##### Data shown #####
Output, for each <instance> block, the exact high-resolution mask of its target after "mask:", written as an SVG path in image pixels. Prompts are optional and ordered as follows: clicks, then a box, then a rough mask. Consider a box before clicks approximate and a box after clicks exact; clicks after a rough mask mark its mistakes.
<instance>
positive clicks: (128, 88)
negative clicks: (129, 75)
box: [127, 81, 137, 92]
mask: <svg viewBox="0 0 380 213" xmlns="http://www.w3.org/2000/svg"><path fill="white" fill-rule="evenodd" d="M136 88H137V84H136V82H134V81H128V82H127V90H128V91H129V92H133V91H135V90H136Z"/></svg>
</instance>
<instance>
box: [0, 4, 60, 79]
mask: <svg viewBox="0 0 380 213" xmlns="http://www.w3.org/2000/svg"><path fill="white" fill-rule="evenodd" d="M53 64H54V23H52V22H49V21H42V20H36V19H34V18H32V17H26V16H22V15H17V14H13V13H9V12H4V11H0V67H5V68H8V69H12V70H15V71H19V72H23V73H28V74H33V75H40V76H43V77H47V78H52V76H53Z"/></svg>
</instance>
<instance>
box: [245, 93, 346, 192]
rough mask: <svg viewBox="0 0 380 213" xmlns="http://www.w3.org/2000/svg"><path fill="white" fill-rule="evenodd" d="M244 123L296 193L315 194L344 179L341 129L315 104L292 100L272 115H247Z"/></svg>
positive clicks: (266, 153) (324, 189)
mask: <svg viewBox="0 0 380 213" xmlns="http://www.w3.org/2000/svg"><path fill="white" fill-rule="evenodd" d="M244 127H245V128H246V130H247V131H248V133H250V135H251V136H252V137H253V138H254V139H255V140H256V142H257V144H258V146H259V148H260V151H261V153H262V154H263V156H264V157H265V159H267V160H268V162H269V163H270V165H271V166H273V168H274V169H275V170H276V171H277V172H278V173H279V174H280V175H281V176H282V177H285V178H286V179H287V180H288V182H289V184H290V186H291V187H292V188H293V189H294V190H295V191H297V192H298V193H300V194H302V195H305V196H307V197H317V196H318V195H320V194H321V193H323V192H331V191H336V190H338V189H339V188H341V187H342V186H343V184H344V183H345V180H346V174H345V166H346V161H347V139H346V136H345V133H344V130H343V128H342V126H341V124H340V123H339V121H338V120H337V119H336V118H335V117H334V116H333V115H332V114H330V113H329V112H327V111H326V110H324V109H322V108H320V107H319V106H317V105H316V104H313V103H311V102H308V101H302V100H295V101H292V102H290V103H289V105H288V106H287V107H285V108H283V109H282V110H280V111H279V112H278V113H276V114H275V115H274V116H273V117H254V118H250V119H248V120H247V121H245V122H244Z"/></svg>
#####
- _Problem requirements_: Transcribe all of the material exactly as it appears.

- _Answer to the exercise_:
Output, for each <instance> block, the exact high-resolution mask of its target after "mask:", written as an SVG path in image pixels. Prompts are optional and ordered as follows: clicks, then a box, then a rough mask. Consider a box before clicks approximate and a box after clicks exact; clicks after a rough mask mark its mistakes.
<instance>
positive clicks: (128, 88)
negative clicks: (129, 75)
box: [127, 81, 137, 92]
mask: <svg viewBox="0 0 380 213" xmlns="http://www.w3.org/2000/svg"><path fill="white" fill-rule="evenodd" d="M136 88H137V84H136V82H134V81H128V82H127V90H128V91H129V92H133V91H135V90H136Z"/></svg>
</instance>
<instance>
box: [0, 4, 60, 79]
mask: <svg viewBox="0 0 380 213" xmlns="http://www.w3.org/2000/svg"><path fill="white" fill-rule="evenodd" d="M53 64H54V23H52V22H49V21H42V20H36V19H34V18H32V17H26V16H22V15H17V14H13V13H9V12H4V11H0V67H5V68H8V69H12V70H15V71H19V72H23V73H28V74H33V75H40V76H43V77H47V78H52V76H53Z"/></svg>
</instance>
<instance>
box: [245, 93, 346, 192]
rough mask: <svg viewBox="0 0 380 213" xmlns="http://www.w3.org/2000/svg"><path fill="white" fill-rule="evenodd" d="M244 123L296 193L315 194L344 179L341 129L315 104L292 100L272 115H247Z"/></svg>
positive clicks: (266, 153) (324, 189)
mask: <svg viewBox="0 0 380 213" xmlns="http://www.w3.org/2000/svg"><path fill="white" fill-rule="evenodd" d="M244 127H245V128H246V130H247V131H248V133H250V135H251V136H252V137H253V138H254V139H255V140H256V142H257V144H258V146H259V148H260V151H261V153H262V154H263V156H264V157H265V159H267V160H268V162H269V163H270V165H271V166H273V168H274V169H275V170H276V171H277V172H278V173H279V174H280V175H281V176H282V177H285V178H286V179H287V180H288V182H289V184H290V186H291V187H292V188H293V189H294V190H295V191H297V192H298V193H300V194H302V195H305V196H307V197H317V196H318V195H320V194H321V193H323V192H331V191H336V190H338V189H339V188H341V187H342V186H343V184H344V183H345V180H346V174H345V166H346V161H347V139H346V136H345V133H344V130H343V128H342V126H341V124H340V123H339V121H338V120H337V119H336V118H335V117H334V116H333V115H332V114H330V113H329V112H327V111H326V110H324V109H322V108H320V107H319V106H317V105H316V104H313V103H311V102H308V101H302V100H295V101H292V102H290V103H289V105H288V106H287V107H285V108H283V109H282V110H280V111H279V112H278V113H276V114H275V115H274V116H273V117H254V118H250V119H248V120H247V121H245V122H244Z"/></svg>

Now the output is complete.